|Kelly Krantz|
The first time I saw William Friedkin’s Cruising was in the mid-90s, when I was in high school. I’d probably read about it in a zine, which is where I learned about most of the weird shit I liked at the time. Luckily, the small video store I walked to most days had a surprisingly diverse selection, and it was no problem to bring home the grainy VHS copy and watch it in my basement lair. The film made a big impact on me. I’d never seen a movie with such explicit and gritty queer content. Everyone was so sweaty! Upon the film’s release in 1980, it shocked many and was characterized as lurid and prurient. Even after all these years, it still has the power to provoke.
There’s been plenty written about the controversies surrounding the film’s production and reception. Activists at the time worried that the linking of a gay subculture with violence would lead the public to view all gay people as murderous deviants. The story is ripped from the headlines, based on a novel that dramatized the unsolved murders of members of the gay leather community in the 1970s. Al Pacino stars as the ostensibly straight cop who goes undercover into the New York gay S&M/leather scene in order to catch a suspected serial killer. The work affects his relationship with his girlfriend as he disappears more into his role. The longer he spends undercover, the more difficult it is to tell if a dedication to solving the case is what drives him, or if something more complicated causes him to take increasingly dangerous risks. There’s much in the film that is left ambiguous.

Records provided -
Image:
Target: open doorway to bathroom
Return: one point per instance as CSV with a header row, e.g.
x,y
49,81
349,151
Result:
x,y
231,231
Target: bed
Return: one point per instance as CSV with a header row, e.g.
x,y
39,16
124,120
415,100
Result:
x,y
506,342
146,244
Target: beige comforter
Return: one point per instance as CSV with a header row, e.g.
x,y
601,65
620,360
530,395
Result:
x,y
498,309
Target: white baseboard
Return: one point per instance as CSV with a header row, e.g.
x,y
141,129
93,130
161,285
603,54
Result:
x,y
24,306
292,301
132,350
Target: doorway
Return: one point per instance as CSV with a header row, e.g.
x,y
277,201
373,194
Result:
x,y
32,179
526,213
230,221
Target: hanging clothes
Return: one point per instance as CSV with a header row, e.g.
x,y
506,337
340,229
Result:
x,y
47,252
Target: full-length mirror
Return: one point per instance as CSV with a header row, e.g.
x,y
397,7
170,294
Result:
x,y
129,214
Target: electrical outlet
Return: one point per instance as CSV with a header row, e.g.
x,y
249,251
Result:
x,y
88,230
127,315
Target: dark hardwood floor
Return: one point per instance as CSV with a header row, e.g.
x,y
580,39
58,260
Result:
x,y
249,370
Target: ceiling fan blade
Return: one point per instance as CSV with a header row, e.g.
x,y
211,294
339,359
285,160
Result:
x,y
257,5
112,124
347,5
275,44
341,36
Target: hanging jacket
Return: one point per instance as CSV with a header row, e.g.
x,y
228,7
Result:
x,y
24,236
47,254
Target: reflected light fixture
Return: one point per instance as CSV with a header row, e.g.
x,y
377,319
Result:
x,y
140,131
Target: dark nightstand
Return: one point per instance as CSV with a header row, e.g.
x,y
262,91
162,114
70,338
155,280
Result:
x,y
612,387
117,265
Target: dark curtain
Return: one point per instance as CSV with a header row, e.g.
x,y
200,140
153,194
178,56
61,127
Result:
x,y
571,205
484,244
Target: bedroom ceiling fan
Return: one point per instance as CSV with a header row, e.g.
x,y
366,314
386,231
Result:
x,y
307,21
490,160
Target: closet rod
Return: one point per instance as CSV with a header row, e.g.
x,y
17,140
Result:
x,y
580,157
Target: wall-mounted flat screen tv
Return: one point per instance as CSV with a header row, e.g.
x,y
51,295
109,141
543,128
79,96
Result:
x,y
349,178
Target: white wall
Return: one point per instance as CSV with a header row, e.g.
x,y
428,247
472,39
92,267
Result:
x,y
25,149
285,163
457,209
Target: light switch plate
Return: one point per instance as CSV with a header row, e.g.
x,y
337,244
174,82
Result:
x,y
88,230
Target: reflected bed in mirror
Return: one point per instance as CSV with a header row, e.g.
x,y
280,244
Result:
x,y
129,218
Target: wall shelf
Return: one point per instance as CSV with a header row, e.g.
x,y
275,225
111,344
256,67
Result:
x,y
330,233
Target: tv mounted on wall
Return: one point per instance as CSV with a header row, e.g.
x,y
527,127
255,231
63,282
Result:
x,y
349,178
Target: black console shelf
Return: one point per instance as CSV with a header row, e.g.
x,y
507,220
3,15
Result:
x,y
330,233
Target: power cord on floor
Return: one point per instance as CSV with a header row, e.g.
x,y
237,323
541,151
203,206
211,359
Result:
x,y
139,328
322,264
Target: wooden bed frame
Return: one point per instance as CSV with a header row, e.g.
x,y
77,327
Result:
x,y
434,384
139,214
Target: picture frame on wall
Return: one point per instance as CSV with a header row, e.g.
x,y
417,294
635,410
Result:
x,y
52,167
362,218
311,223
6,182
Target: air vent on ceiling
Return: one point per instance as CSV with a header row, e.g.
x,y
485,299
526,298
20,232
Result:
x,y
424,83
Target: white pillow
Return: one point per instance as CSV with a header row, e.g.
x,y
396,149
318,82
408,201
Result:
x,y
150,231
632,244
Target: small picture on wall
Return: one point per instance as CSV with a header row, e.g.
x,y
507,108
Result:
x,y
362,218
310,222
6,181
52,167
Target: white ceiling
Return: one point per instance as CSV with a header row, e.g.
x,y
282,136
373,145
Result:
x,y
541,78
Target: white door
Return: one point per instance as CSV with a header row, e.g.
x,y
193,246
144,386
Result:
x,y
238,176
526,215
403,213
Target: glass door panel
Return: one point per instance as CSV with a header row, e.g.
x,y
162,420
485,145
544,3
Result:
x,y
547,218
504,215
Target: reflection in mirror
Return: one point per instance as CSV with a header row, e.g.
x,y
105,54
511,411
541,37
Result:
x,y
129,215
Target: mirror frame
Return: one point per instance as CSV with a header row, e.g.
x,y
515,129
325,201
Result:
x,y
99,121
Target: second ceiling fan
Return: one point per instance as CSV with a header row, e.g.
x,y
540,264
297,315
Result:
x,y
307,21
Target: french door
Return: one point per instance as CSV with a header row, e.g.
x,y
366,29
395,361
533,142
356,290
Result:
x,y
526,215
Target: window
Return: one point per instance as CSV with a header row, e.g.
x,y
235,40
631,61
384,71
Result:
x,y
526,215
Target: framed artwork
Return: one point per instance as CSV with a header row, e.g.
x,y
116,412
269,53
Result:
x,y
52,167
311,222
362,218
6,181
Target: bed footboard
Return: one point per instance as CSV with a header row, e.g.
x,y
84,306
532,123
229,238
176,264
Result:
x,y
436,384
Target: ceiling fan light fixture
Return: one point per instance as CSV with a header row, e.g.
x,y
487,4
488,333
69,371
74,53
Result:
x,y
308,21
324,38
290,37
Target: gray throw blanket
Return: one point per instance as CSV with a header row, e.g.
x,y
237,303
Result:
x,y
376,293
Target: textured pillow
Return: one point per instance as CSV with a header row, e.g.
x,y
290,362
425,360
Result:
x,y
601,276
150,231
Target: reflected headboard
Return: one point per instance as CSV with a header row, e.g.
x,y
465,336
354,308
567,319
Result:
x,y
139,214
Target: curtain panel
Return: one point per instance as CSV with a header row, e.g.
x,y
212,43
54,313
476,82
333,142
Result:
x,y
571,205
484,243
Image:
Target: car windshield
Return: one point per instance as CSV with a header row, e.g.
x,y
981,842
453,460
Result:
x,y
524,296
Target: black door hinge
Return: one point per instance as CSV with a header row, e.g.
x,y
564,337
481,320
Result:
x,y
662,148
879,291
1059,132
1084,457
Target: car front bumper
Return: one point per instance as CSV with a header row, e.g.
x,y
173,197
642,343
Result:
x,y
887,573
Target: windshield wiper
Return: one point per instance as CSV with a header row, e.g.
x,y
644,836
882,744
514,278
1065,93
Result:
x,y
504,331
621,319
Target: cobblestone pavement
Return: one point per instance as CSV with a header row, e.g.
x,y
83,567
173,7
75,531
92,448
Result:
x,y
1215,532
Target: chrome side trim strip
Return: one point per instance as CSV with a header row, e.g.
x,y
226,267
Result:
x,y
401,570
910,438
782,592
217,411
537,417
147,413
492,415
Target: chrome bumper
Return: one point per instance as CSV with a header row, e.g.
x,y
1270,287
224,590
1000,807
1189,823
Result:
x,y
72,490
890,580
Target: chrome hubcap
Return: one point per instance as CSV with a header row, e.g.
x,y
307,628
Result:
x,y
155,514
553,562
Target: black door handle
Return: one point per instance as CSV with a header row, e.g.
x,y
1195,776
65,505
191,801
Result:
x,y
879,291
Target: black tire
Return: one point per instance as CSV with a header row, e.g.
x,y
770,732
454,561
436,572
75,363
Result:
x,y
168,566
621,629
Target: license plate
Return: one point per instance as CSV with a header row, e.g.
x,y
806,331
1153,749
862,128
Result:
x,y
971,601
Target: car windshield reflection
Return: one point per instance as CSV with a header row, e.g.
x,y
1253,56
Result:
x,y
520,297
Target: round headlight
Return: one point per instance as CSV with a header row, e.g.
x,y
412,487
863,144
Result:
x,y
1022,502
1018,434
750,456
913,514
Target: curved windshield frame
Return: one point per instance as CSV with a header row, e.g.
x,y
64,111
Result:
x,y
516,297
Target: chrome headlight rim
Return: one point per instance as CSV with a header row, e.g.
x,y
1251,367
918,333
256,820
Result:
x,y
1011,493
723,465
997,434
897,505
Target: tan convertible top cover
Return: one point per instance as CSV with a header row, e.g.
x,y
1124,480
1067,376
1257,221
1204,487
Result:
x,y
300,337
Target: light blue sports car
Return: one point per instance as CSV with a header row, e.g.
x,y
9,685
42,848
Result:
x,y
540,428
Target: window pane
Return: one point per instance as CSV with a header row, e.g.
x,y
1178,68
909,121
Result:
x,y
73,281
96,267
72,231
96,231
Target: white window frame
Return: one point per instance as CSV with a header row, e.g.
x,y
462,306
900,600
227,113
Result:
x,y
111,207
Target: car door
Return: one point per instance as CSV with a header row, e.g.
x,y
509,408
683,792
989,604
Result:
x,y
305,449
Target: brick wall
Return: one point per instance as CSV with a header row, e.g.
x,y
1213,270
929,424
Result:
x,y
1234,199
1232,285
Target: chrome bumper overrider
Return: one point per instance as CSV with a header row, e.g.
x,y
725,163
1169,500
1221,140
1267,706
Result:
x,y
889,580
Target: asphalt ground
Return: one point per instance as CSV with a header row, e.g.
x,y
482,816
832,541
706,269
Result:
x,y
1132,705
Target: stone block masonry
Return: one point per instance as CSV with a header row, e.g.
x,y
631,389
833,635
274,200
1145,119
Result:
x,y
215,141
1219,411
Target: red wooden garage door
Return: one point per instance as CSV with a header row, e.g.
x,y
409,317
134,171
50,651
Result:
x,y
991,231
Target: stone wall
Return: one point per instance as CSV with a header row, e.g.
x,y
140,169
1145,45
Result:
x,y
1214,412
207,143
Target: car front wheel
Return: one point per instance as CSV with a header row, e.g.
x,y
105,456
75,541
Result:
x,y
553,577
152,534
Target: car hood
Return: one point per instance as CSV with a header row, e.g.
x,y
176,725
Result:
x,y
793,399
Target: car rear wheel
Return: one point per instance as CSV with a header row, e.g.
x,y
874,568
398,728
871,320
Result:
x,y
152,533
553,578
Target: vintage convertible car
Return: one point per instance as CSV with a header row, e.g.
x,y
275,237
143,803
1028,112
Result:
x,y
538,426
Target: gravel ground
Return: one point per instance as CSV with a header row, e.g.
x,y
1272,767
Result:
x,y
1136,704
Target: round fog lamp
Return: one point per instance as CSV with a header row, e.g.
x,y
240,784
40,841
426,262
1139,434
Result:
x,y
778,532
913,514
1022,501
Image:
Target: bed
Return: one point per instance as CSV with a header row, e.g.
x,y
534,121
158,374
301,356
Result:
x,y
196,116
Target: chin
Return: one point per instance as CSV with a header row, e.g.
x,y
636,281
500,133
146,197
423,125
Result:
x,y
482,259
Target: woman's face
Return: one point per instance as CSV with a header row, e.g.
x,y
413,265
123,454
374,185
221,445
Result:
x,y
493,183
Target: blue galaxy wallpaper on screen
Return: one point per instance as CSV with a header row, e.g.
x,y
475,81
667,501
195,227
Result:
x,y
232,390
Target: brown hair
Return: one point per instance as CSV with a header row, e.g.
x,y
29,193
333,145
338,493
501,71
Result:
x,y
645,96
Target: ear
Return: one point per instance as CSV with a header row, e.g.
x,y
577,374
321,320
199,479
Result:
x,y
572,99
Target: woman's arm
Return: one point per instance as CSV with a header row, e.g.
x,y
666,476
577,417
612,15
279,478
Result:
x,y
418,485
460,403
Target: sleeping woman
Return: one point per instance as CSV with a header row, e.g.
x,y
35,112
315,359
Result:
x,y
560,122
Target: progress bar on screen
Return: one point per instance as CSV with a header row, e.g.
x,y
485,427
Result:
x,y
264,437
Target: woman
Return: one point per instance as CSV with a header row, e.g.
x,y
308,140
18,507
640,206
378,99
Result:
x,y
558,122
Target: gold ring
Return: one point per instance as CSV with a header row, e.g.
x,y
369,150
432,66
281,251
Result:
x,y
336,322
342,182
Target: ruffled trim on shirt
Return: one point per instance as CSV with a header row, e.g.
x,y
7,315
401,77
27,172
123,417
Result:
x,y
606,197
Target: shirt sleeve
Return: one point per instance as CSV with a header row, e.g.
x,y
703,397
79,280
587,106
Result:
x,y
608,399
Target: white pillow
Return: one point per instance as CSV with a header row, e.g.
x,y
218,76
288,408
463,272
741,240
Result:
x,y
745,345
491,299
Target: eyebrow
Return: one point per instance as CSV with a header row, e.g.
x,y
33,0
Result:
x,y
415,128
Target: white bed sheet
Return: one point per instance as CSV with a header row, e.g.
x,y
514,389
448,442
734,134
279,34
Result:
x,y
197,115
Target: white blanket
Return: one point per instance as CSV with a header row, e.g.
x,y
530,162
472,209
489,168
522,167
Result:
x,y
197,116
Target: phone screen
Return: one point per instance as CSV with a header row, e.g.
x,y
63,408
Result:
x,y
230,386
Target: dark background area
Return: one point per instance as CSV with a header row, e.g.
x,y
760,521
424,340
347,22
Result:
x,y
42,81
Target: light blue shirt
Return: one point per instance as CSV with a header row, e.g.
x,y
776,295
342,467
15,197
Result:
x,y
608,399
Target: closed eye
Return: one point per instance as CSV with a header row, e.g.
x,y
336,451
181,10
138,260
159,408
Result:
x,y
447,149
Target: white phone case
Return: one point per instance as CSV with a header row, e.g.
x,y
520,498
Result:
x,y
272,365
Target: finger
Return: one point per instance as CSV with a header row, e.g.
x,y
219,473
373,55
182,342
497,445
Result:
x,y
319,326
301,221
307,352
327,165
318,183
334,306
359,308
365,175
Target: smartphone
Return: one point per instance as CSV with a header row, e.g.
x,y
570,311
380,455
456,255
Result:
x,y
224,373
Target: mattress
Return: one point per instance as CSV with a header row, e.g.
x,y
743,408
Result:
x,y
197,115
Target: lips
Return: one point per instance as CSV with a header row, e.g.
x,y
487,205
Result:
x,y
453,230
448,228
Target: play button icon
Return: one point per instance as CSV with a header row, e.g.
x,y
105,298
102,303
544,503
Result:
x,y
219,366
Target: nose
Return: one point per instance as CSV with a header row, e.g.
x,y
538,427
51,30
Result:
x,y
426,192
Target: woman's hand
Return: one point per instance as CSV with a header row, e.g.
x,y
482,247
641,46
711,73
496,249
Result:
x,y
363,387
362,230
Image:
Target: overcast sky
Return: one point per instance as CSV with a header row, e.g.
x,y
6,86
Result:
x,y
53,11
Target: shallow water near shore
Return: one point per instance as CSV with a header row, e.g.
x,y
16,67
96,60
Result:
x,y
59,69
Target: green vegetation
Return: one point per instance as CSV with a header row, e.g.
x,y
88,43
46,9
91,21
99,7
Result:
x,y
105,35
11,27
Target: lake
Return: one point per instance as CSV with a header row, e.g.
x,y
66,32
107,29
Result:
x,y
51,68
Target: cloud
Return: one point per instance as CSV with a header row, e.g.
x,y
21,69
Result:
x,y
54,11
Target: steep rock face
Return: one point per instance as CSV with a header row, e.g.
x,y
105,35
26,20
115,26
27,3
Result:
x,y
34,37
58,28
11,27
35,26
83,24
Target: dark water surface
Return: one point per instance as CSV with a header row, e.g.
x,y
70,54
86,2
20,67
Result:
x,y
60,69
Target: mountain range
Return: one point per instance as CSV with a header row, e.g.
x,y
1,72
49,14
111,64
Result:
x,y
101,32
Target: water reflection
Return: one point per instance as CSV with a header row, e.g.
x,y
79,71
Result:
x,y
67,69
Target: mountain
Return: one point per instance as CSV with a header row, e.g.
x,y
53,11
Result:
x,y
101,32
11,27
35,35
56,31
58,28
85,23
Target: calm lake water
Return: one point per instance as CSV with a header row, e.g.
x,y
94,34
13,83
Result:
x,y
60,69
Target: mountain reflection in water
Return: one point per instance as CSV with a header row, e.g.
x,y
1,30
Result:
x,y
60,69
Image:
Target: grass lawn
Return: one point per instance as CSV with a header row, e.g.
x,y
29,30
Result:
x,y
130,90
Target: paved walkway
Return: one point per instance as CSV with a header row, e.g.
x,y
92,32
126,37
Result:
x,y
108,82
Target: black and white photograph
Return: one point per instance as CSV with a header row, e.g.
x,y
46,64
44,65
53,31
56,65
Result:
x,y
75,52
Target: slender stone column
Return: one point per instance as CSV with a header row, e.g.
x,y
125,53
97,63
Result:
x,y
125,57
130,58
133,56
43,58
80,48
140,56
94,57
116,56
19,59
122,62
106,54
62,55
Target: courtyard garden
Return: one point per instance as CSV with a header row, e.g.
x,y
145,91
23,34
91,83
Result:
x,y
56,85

Task goal -
Please copy from the Cruising essay the stretch from "There’s been plenty" through "is left ambiguous.", word for word. The records come from a separate source.

Task response -
There’s been plenty written about the controversies surrounding the film’s production and reception. Activists at the time worried that the linking of a gay subculture with violence would lead the public to view all gay people as murderous deviants. The story is ripped from the headlines, based on a novel that dramatized the unsolved murders of members of the gay leather community in the 1970s. Al Pacino stars as the ostensibly straight cop who goes undercover into the New York gay S&M/leather scene in order to catch a suspected serial killer. The work affects his relationship with his girlfriend as he disappears more into his role. The longer he spends undercover, the more difficult it is to tell if a dedication to solving the case is what drives him, or if something more complicated causes him to take increasingly dangerous risks. There’s much in the film that is left ambiguous.